THE EXERCISE:
Leave out the pictures; transcribe all else exactly.

Labeled-object pointing entries:
* * *

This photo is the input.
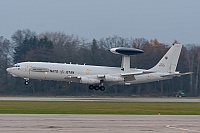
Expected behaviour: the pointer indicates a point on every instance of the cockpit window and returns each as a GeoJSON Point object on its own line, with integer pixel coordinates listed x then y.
{"type": "Point", "coordinates": [16, 65]}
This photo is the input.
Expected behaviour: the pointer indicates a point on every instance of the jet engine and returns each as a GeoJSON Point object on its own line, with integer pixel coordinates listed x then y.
{"type": "Point", "coordinates": [86, 80]}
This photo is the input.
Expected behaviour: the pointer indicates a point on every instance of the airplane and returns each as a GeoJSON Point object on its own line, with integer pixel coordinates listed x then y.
{"type": "Point", "coordinates": [97, 76]}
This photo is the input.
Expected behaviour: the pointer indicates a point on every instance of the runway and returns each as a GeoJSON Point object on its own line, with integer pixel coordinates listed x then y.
{"type": "Point", "coordinates": [15, 123]}
{"type": "Point", "coordinates": [170, 99]}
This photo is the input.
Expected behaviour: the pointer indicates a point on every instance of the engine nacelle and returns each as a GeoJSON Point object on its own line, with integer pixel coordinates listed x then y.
{"type": "Point", "coordinates": [110, 78]}
{"type": "Point", "coordinates": [86, 80]}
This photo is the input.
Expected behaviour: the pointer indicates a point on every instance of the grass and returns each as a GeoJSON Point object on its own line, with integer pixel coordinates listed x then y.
{"type": "Point", "coordinates": [135, 108]}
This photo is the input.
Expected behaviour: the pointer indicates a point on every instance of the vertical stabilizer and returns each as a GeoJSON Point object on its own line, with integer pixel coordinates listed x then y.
{"type": "Point", "coordinates": [125, 65]}
{"type": "Point", "coordinates": [169, 61]}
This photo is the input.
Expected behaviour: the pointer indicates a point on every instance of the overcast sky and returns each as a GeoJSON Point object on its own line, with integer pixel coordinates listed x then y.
{"type": "Point", "coordinates": [165, 20]}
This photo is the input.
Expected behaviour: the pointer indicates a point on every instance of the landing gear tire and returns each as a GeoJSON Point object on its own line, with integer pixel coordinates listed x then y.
{"type": "Point", "coordinates": [91, 87]}
{"type": "Point", "coordinates": [96, 87]}
{"type": "Point", "coordinates": [102, 88]}
{"type": "Point", "coordinates": [26, 82]}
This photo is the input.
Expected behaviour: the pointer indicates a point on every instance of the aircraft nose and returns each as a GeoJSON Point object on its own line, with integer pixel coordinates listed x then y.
{"type": "Point", "coordinates": [8, 70]}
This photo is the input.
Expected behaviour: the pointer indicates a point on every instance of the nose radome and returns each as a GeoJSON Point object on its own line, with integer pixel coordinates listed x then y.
{"type": "Point", "coordinates": [8, 70]}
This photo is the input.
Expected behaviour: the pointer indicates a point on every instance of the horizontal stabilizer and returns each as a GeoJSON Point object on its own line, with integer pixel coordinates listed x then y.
{"type": "Point", "coordinates": [177, 74]}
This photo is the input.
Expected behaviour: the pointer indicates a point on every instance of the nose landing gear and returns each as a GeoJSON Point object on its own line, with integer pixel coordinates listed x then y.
{"type": "Point", "coordinates": [97, 87]}
{"type": "Point", "coordinates": [26, 81]}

* * *

RESPONSE:
This photo is the input.
Expected behaviour: the pointer indicates a point on every instance of the cockpit window and returns each as a GeoJSON Point object on its own line, with integer pixel coordinates listed x then y.
{"type": "Point", "coordinates": [16, 65]}
This photo is the input.
Expected behaviour: the pointer indicates a point on every instance of the jet engine and returns each as a GeoJSON Point object on its own line, with integer pixel coordinates listed x then y.
{"type": "Point", "coordinates": [86, 80]}
This photo is the input.
Expected behaviour: the pointer indicates a point on every instance of the airplane and returns each as a GeoJSON Point object on its own line, with integer pixel coordinates listed x then y.
{"type": "Point", "coordinates": [97, 76]}
This photo is the input.
Expected behaviour: the pointer indicates a point on every instance of the runway and returns each as a GeoJSON Point object on its own line, with integer pixel coordinates listed x then y.
{"type": "Point", "coordinates": [15, 123]}
{"type": "Point", "coordinates": [170, 99]}
This photo is the input.
Expected behaviour: the pointer indicates a point on every instance of the engine nacelle and returns each as a GeoJSON Point object on its own line, with integer pixel coordinates listed x then y.
{"type": "Point", "coordinates": [110, 78]}
{"type": "Point", "coordinates": [86, 80]}
This photo is the input.
Expected behaviour: the pointer indicates a point on every instance of the grass and returns each as a GeoJSON Point object on its own line, with integer pixel coordinates listed x then y.
{"type": "Point", "coordinates": [135, 108]}
This photo is the input.
Expected behaviour: the pointer indicates a point on every instance of the vertical stabilizer and returns each as a GeoJSON Point object on its own line, with integer pixel coordinates listed x then y.
{"type": "Point", "coordinates": [125, 65]}
{"type": "Point", "coordinates": [169, 61]}
This photo is the input.
Expected behaviour: the pointer indicates a point on every instance of the overcast sky and returns each as a GeoJSON Point object on its own line, with integer pixel coordinates listed x then y.
{"type": "Point", "coordinates": [165, 20]}
This photo is the input.
Expected behaviour: the pointer indicates a point on every instance of the landing gear tire and returns each as a GeoJSON Point object on its own line, with integer pixel coordinates listed x then y.
{"type": "Point", "coordinates": [91, 87]}
{"type": "Point", "coordinates": [96, 87]}
{"type": "Point", "coordinates": [102, 88]}
{"type": "Point", "coordinates": [26, 82]}
This photo is the input.
Expected behaviour: the pointer indicates a point on every instance of the aircraft nose and returns each as a GeoJSON Point object on its own line, with integer pixel coordinates listed x then y.
{"type": "Point", "coordinates": [8, 70]}
This photo is the input.
Expected behaviour: the pointer indicates a point on every instance of the nose radome and returns each as a GeoJSON Point object on its own line, with integer pixel coordinates listed x then y.
{"type": "Point", "coordinates": [8, 70]}
This photo is the input.
Expected behaviour: the pointer indicates a point on every instance of the horizontal stabilizer and returns each as a GeoJSON Point object on its own line, with integer pixel coordinates listed x then y.
{"type": "Point", "coordinates": [177, 74]}
This photo is the input.
Expected behaviour: the pointer indicates a point on every instance of the nose landing gear and returns each as a GeoJSON Point object on its own line, with integer pixel coordinates listed x then y.
{"type": "Point", "coordinates": [97, 87]}
{"type": "Point", "coordinates": [26, 81]}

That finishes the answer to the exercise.